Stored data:
■ ■ ■ ■

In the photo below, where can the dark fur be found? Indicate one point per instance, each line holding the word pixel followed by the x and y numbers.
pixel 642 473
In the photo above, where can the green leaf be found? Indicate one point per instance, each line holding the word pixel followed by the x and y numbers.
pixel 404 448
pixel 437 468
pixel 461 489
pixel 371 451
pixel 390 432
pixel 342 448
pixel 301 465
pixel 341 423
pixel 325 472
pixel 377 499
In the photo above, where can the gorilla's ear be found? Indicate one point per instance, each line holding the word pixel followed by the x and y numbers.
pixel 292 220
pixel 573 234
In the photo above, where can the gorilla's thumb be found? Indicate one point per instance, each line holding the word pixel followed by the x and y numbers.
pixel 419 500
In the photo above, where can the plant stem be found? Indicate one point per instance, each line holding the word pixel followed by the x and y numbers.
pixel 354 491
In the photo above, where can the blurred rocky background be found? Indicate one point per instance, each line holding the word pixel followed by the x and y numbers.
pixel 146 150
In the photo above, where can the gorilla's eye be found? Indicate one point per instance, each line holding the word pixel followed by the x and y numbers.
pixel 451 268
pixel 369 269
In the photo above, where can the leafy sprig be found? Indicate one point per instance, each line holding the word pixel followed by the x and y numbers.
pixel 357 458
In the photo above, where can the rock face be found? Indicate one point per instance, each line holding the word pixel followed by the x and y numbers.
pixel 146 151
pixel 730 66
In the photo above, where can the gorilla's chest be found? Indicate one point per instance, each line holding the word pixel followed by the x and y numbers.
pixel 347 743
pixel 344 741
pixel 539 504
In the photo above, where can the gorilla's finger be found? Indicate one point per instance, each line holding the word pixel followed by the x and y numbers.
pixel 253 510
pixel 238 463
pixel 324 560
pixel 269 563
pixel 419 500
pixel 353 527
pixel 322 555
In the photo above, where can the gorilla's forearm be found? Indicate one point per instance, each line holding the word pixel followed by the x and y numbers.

■ ■ ■ ■

Extract every line of the stored data above and reproduce each one unchanged.

- **Response to this exercise**
In the photo below, where can the dark fur be found? Indicate one point per instance, each line holding the word pixel followed by the x and y numbers.
pixel 642 473
In the photo above, where can the green leaf be found? Indicate one point per instance, each line holding the word pixel followed by the x and y numbers.
pixel 404 448
pixel 437 468
pixel 461 489
pixel 371 451
pixel 390 432
pixel 342 448
pixel 301 465
pixel 341 423
pixel 325 472
pixel 377 499
In the photo above, where can the gorilla's ear be found? Indicate one point per instance, each line holding the word pixel followed by the x and y numbers.
pixel 292 220
pixel 573 234
In the photo above, where can the gorilla's thumb be found? Indicate one point per instance, each line holding the word pixel followed by the x and y numbers.
pixel 419 500
In the photo above, where can the plant stem be found? Indicate one point per instance, each line holding the word pixel followed by the x and y numbers.
pixel 354 491
In the photo above, where can the blurred rocky background be found? Indicate one point per instance, each line holding the word pixel followed by the x and y numbers.
pixel 146 150
In the photo above, where can the gorilla's eye be found? Indicate one point per instance, each line holding the word pixel followed by the x and y numbers.
pixel 451 268
pixel 369 269
In the photo above, where can the leafy sprig be found? Indicate one point per instance, each line holding the word pixel followed by the x and y numbers.
pixel 357 458
In the photo above, where can the rock face be found? Indicate one point per instance, each line holding the word pixel followed by the x and y numbers.
pixel 146 151
pixel 730 66
In the photo above, where can the gorilla's chest be found? Indicate one point per instance, each line holding the word pixel followed by the x and y numbers.
pixel 347 743
pixel 344 741
pixel 539 504
In the photo above, where can the gorilla's finger be found? Indicate one point per instance, each line holding the word pixel followed by the x and y numbers.
pixel 253 510
pixel 238 463
pixel 324 560
pixel 269 563
pixel 419 500
pixel 353 527
pixel 322 555
In the photo above, where can the gorilla's forearm be found? Indicate one point per instance, each line holding the word pixel followed by the x and y numbers.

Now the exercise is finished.